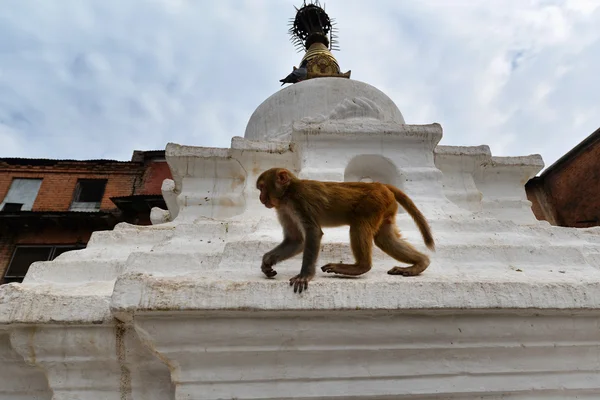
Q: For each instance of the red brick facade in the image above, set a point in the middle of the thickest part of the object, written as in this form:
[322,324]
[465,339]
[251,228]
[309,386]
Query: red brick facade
[568,192]
[50,221]
[59,181]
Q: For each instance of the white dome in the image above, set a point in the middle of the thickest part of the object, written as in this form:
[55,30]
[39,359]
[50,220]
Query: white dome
[318,97]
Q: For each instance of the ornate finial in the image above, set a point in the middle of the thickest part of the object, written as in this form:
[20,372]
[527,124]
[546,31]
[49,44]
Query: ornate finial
[313,31]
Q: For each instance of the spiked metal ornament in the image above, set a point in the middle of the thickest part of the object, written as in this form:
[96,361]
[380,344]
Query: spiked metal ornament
[312,24]
[314,32]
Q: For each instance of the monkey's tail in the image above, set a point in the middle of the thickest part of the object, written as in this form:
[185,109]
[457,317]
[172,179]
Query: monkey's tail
[416,215]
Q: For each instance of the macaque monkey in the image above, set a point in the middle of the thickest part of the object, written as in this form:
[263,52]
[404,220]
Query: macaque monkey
[304,206]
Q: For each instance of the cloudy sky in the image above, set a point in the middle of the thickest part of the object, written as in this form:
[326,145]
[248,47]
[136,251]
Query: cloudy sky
[100,78]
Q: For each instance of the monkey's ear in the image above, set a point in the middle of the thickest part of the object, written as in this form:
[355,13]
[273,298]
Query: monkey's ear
[283,177]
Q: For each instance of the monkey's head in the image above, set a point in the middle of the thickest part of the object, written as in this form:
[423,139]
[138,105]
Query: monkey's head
[273,183]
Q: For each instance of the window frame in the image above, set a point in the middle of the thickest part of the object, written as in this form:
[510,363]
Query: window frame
[3,202]
[80,205]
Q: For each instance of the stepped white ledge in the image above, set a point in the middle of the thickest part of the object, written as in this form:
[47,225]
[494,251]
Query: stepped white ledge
[509,307]
[502,182]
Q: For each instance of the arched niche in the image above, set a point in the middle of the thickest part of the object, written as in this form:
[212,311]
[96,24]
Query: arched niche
[373,168]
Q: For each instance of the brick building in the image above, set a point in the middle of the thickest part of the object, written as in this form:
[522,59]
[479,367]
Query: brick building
[568,192]
[48,207]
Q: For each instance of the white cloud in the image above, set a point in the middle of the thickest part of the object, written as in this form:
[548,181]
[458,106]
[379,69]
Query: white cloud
[87,79]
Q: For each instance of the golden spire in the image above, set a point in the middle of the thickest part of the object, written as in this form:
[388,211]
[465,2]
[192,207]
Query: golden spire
[309,30]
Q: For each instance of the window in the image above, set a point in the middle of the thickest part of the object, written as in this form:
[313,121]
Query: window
[24,256]
[21,195]
[88,195]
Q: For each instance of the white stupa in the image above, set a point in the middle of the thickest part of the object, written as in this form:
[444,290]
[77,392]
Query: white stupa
[180,310]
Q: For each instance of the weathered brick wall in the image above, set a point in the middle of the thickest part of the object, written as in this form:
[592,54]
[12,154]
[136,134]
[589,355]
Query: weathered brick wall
[571,192]
[60,180]
[156,172]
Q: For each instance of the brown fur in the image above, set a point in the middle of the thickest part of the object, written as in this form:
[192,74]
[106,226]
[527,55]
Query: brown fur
[305,206]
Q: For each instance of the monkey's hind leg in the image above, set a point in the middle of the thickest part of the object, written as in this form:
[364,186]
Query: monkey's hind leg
[361,241]
[388,239]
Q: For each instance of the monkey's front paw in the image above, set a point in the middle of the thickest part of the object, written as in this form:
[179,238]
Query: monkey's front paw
[300,282]
[268,270]
[329,268]
[267,265]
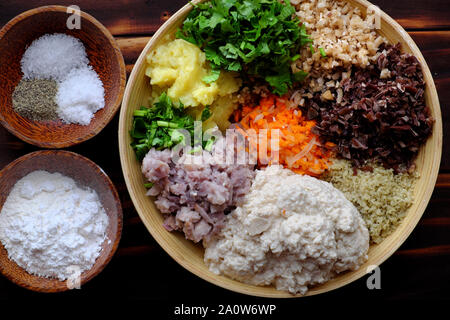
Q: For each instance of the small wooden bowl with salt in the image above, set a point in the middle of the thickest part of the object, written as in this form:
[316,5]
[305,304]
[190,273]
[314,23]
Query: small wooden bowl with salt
[104,57]
[86,174]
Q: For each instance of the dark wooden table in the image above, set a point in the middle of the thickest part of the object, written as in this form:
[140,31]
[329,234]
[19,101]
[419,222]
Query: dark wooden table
[142,271]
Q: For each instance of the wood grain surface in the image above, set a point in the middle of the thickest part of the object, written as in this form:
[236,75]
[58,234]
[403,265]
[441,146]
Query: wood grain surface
[141,270]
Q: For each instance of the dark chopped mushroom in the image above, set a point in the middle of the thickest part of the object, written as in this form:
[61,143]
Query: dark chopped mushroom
[377,119]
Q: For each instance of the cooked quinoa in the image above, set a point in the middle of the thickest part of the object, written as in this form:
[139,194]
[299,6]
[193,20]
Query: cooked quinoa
[341,30]
[381,196]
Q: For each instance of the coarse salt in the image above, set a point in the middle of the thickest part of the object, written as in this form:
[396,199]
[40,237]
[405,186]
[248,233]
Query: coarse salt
[80,95]
[53,56]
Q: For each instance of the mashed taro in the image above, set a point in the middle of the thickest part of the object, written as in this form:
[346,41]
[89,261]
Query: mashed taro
[292,232]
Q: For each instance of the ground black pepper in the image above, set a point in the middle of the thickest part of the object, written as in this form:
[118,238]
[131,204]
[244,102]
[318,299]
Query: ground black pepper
[35,99]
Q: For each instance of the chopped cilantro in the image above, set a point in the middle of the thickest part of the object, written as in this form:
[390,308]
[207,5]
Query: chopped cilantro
[257,37]
[158,127]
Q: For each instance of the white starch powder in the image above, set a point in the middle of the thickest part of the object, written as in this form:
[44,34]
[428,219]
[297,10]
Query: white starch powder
[48,225]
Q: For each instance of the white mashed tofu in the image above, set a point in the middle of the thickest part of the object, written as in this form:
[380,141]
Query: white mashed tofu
[292,232]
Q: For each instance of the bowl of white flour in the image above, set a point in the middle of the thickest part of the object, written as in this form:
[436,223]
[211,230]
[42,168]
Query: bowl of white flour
[60,221]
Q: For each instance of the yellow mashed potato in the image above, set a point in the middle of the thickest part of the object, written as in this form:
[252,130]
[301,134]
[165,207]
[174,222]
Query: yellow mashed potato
[179,67]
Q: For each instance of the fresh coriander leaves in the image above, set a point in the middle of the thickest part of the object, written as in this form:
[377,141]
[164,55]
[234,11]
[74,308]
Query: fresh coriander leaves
[258,37]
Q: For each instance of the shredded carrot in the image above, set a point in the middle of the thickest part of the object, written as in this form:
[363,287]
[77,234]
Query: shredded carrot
[298,148]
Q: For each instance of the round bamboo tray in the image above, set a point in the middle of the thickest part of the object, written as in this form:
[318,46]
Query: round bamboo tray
[190,256]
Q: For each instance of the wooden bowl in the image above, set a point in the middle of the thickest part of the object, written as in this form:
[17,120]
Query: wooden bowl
[189,255]
[104,56]
[85,173]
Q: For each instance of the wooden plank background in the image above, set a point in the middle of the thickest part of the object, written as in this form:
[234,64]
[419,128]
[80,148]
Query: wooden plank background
[420,269]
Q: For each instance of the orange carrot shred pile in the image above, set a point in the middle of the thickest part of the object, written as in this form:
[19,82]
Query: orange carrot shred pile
[299,149]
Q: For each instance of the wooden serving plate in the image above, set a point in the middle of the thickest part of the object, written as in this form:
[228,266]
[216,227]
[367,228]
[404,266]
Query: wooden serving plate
[104,56]
[85,173]
[190,256]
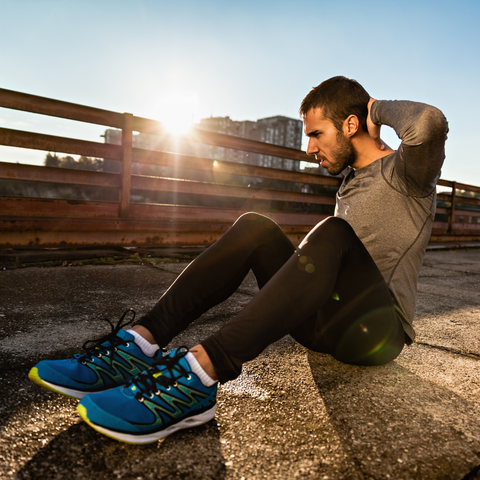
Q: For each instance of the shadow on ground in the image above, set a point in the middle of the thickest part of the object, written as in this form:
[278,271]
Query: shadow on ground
[395,424]
[82,453]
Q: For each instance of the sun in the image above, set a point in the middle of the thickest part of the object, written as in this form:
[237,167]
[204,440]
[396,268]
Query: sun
[177,111]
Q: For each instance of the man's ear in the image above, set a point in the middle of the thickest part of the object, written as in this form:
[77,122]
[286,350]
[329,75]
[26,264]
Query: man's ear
[351,126]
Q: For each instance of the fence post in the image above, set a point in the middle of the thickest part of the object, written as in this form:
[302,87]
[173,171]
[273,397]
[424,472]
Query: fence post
[126,167]
[451,217]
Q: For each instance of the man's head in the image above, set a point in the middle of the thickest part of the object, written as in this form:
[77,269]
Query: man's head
[333,112]
[338,97]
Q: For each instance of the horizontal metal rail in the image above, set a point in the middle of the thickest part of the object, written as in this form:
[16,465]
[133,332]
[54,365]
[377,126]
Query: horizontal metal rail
[55,222]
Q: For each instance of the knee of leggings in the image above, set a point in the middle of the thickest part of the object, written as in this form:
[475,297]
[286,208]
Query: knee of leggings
[252,220]
[331,229]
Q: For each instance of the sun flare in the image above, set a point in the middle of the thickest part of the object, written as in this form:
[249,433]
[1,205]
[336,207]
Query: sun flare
[177,111]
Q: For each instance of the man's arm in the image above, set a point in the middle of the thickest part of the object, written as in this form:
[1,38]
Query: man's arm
[423,131]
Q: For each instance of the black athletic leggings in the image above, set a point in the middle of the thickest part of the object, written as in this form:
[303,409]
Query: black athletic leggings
[328,295]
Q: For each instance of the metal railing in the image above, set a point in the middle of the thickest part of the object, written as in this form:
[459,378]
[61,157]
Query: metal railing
[46,222]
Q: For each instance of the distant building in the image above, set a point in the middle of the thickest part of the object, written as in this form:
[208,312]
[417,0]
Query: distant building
[276,130]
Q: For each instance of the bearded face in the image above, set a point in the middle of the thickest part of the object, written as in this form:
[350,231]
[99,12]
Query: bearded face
[342,156]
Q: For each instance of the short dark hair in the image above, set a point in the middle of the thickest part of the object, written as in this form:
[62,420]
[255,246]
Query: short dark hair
[339,97]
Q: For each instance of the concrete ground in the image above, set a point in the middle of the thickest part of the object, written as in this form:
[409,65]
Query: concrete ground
[291,414]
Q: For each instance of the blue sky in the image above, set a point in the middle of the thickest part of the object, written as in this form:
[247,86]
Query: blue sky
[247,60]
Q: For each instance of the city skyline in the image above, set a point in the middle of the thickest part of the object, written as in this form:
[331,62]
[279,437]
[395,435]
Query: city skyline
[248,61]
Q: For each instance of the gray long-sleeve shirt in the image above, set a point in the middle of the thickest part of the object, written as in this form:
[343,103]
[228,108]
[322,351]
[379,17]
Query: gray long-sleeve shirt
[391,202]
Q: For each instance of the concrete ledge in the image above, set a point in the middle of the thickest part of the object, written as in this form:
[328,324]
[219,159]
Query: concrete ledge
[291,414]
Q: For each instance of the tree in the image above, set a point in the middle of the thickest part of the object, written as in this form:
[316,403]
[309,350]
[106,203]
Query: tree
[83,163]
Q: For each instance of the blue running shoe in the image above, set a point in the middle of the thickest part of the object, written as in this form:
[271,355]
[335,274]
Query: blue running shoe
[110,361]
[165,398]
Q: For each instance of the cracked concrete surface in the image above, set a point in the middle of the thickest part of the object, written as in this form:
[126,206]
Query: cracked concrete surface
[291,414]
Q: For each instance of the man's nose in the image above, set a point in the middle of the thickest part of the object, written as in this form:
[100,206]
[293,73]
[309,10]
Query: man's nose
[312,149]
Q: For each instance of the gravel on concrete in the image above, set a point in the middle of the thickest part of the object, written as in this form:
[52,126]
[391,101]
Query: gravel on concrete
[291,414]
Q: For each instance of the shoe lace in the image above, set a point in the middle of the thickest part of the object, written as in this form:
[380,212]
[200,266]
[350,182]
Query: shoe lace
[149,382]
[97,349]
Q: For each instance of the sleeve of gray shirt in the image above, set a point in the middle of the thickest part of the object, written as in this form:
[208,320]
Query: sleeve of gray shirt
[423,130]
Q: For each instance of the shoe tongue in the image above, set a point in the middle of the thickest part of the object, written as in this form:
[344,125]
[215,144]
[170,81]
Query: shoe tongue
[125,335]
[182,361]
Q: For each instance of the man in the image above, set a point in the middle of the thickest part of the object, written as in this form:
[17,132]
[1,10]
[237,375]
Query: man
[348,290]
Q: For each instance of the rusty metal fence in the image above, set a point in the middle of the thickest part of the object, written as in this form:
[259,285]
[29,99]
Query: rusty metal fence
[46,222]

▬▬▬

* Task objective
Look above for the line that contains "Q: For each instance of the short". Starting there, transcribe every line exactly until you have copied the line that contains "Q: For each instance of the blue sky".

* Reply to the task
Q: For each instance of the short dark hair in the image above, set a point in the middle of the thickest part of the object, written as in this form:
[62,420]
[255,246]
Query: short dark hair
[339,97]
Q: For each instance of the concrete ground in the image above, set a point in the middle of the thickest part of the object, written as in this form:
[409,65]
Query: concrete ground
[291,414]
Q: For each instance of the blue sky in the image above, set a point in the middle of the thickest part of the object, written as in this form:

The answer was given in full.